→ **TASK DATA**
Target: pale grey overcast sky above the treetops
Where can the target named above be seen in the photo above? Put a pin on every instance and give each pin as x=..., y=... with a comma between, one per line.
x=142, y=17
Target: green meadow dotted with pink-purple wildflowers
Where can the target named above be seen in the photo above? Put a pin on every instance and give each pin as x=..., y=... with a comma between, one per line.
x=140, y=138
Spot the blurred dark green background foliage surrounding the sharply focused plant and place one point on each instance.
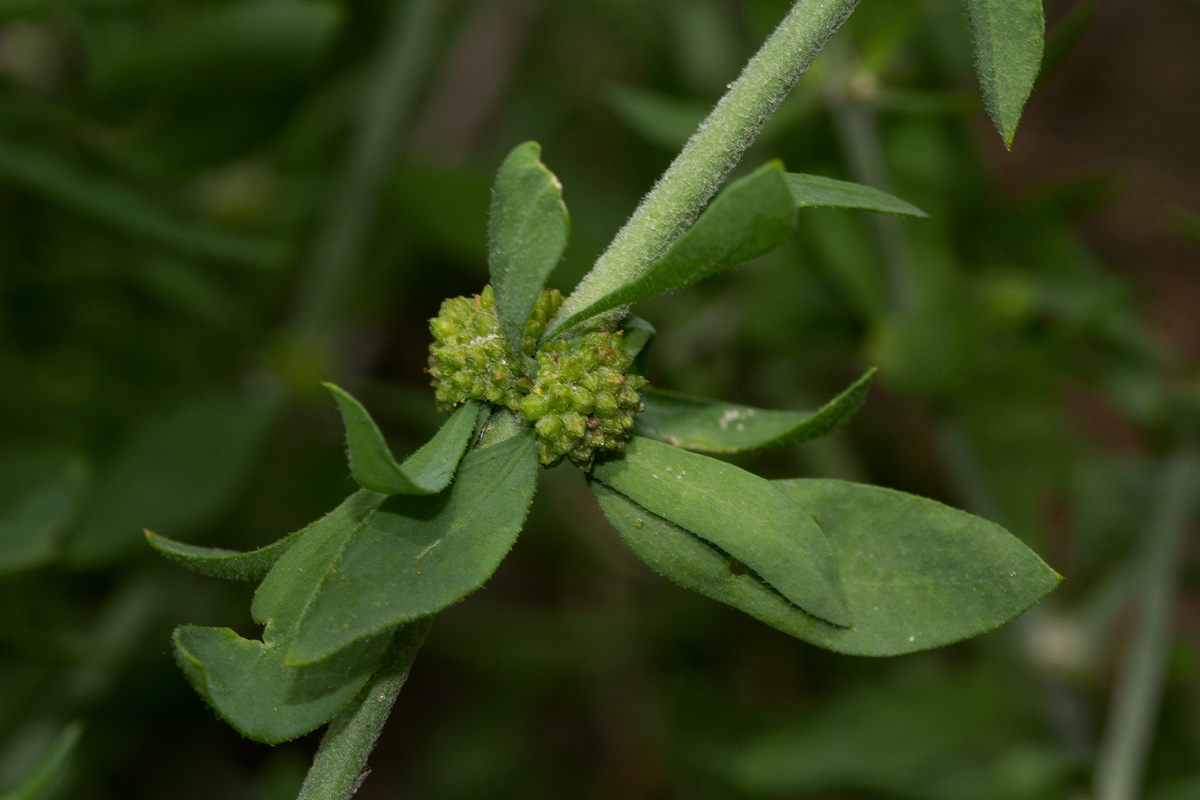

→ **TASK INSTRUCTIONS**
Please restate the material word for word; the pictures stay out.

→ **YOUR SOLUTION**
Target: pale grey overcast sky above the treetops
Where can the target named above be seen in the photo above? Put a pin on every instance and give each pin as x=..., y=... with a comma between, one per line.
x=142, y=17
Target: green meadow dotted with pink-purple wildflowers
Where can the target named above be seen in the photo above? Put a pin on every instance and give each pin as x=..., y=... with a comma between, one per line.
x=140, y=138
Spot the blurred dark green background foliage surrounding the sharply focused plant and place one point on each instance.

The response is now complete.